* **Текст страницы**:
# # # # # # #

В. Суриков. Казак. Этюд к картине «Покорение Сибири Ермаком». 1895 г.
Призывая к себе козаков, бывших прежде у него под начальством, Поклонский писал: «С Москвою нам не веки жить; знаете, какие мерзости она наделала; Москва едва годится на то, чтоб нам служить, а не то, чтоб мы ей служили; на Украйне большая часть полковников от них отлучилась, а нам и подавно отлучиться должно». К мещанам могилевским писал: «Чего вы ждете? Умираете, как псы, а государю своему королю поклониться не хотите; ждете помощи из Москвы, но скоро услышите, что сделалось с московскою помощию: царь сидит в столице, патриарх убит народом, поветрие людей выгубило, на войну выйти некому, а кто покажется, того наши бьют. Мы от вас не отойдем, а если и отойдем, то вырубят вас защитники ваши, так как теперь из Смоленска вывели и шляхту и мещан и послали воевать с калмыками». Любопытно, что Никон почему-то отказался проклясть Поклонского и Василевича.
В то время как эти события происходили в Белоруссии, на юге начались наконец военные действия у Хмельницкого с поляками и союзниками их крымцами: хан Магмет-Гирей, видя большую опасность для себя от соединения козаков с Москвою, счел нужным подкрепить Польшу. Еще в 1653 году, когда разнеслись слухи о том, что козаки поддаются Москве и что государь велел строить гетману города по рекам Осколу и Донцу, на Князь-Ивановом Лугу, то хан написал Богдану, чтоб он сохранил твердо договор с ним, и он, хан, с своей стороны придет к нему на помощь при первой вести о движениях короля; если же гетман и черкасы захотят себе покою, то пусть переходят жить на крымский берег за Днепр и строят себе города; если же правда, что гетман бил челом государю московскому в вечное холопство, то он, хан, снесшись с польским королем, пойдет на черкас войною с большим собраньем. Приближенный ханский, Сефергазы-ага, говорил московскому посланнику Жеребцову, который требовал, чтоб хан обязался не воевать с запорожскими черкасами: «Запорожские черкасы с 800 лет были в подданстве у польских королей, а после того были в подданстве у нас, татар, лет с семь, и мы, крымские люди, проча их себе и чая от них вперед правды и постоянства, за них стояли, с польскими и литовскими людьми бились, и много неповинной крови проливали, и в обиду их никому не давали; в то время запорожских черкас было только 8000, а мы, татары, сделали их с 20 000; черкасам то любо, как мы за них стояли и помощь им везде подавали, а гетман Богдан Хмельницкий в то время и меня, Сефергазы-агу, целовал в ногу и хотел быть за нами в подданстве вечно; а теперь запорожские черкасы нам солгали, воровством своим от нас отложились, доброту нашу забыли и называются государевыми. Вы, посланники, ведайте, что эти воры и бунтовщики, запорожские черкасы, и царскому величеству солгут так же, как полякам и нам солгали, а Магмет-Гирею царю того сделать не уметь, чтоб на таких воров войною не ходить и их не разорять; разве у всех крымских и ногайских людей не будет на руках ногтей или глаза их землею загребут, тогда только они запорожским черкасам воровства их и измены мстить не будут».

# # # # # # #

* **Задание**: Как изложить короче, в виде списка, абзац текста страницы, который начинается словами «Призывая к себе козаков», сохранив его главные факты?

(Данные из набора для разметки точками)
# # # # # # #

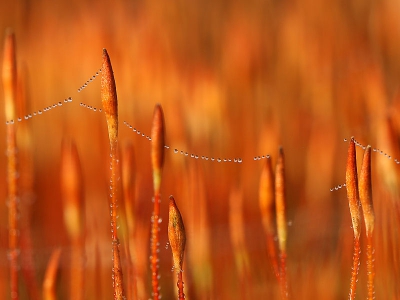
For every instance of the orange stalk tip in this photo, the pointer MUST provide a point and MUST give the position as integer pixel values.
(109, 97)
(352, 188)
(176, 234)
(157, 145)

# # # # # # #

* **Ответ к упражнению**:
- Поклонский звал к себе козаков, которыми прежде начальствовал. Он писал, что с Москвой не вечно жить и что она наделала мерзостей. По его словам, Москва годится лишь на то, чтобы им служить. Большая часть полковников на Украйне от неё отлучилась, и им тоже следует отлучиться.
- Могилевских мещан он упрекал: они умирают, как псы, а поклониться своему государю королю не хотят.
- Помощи из Москвы, по его словам, ждать напрасно. Царь сидит в столице, патриарх убит народом, поветрие выгубило людей, на войну выйти некому, а кто покажется, того бьют.
- Он обещал не отходить. Если же его люди отойдут, мещан вырубят их собственные защитники: из Смоленска уже вывели шляхту и мещан и послали воевать с калмыками.
- Никон почему-то отказался проклясть Поклонского и Василевича.